Any statement contained in this prospectus or in any document incorporated or
deemed to be incorporated by reference into this prospectus shall be deemed to
be modified or superseded for purposes of this prospectus to the extent that a
statement contained herein or in any other subsequently filed document which
also is or is deemed to be incorporated by reference herein modifies or
supersedes such statement. Any statement so modified or superseded shall not
be deemed, except as so modified or superseded, to constitute a part of this
prospectus.


                      WHERE YOU CAN FIND MORE INFORMATION

         We file annual, quarterly and special reports, proxy statements and
other information with the Securities and Exchange Commission (the "SEC")
under the Exchange Act. The registration statement of which this prospectus
forms a part and these reports, proxy statements and other information can be
inspected and copied at the Public Reference Room maintained by the SEC at
Room 1024, Judiciary Plaza, 450 Fifth Street, N.W., Washington, D.C. 20549,
and at the SEC's regional offices at 500 West Madison Street, Suite 1400,
Chicago, Illinois 60661 and at 233 Broadway, New York, New York 10279. Copies
of these materials may also be obtained from the SEC at prescribed rates by
writing to the Public Reference Room maintained by the SEC at Room 1024,
Judiciary Plaza, 450 Fifth Street, N.W., Washington, D.C. 20549. You may
obtain information on the operation of the Public Reference Room by calling
the SEC at 1-800-SEC-0330.

         We have filed with the SEC a registration statement on Form S-3 under
the Securities Act with respect to this offering. This prospectus, which forms
a part of the registration statement, does not contain all the information
included in the registration statement and the attached exhibits.

         The SEC maintains an Internet site at http://www.sec.gov that
contains reports, proxy and information statements and other information
regarding us. The reports, proxy and information statements, and other
information about us can be downloaded from the SEC's website and can also be
inspected and copied at the offices of the American Stock Exchange, Inc., 86
Trinity Place, New York, New York 10006.

         We will provide, without charge to each person, including any
beneficial owner, to whom this prospectus is delivered, upon written or oral
request of such person, a copy of any and all of the information that has been
or may be incorporated by reference in this prospectus, other than exhibits to
such documents (unless such exhibits are specifically incorporated by
reference into such documents). Such requests should be directed to Corporate
Secretary, KFx Inc., 3300 East First Avenue, Suite 290, Denver, Colorado
80206, telephone number (303) 293-2992.






                                    PART II
                    INFORMATION NOT REQUIRED IN PROSPECTUS

ITEM 14.   OTHER EXPENSES OF ISSUANCE AND DISTRIBUTION

         The following table sets forth the costs and expenses payable by the
registrant in connection with the sale of the shares of common stock being
registered. All amounts are estimates except the Securities and Exchange
Commission registration fee.

* Given information:
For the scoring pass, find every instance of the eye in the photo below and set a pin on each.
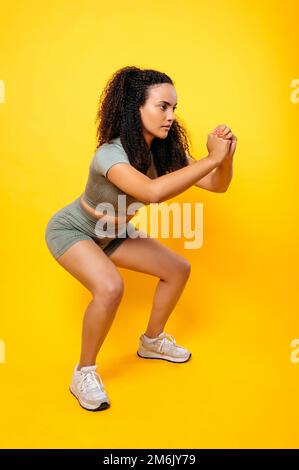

* Task set:
1. In the prospectus excerpt above, reproduce word for word the part that opens with the words containing "We have filed" and closes with "New York 10006.".
2. According to the prospectus excerpt, what number can be called for information on the operation of the SEC's Public Reference Room?

* Results:
1.
We have filed with the SEC a registration statement on Form S-3 under
the Securities Act with respect to this offering. This prospectus, which forms
a part of the registration statement, does not contain all the information
included in the registration statement and the attached exhibits.

         The SEC maintains an Internet site at http://www.sec.gov that
contains reports, proxy and information statements and other information
regarding us. The reports, proxy and information statements, and other
information about us can be downloaded from the SEC's website and can also be
inspected and copied at the offices of the American Stock Exchange, Inc., 86
Trinity Place, New York, New York 10006.

2. 1-800-SEC-0330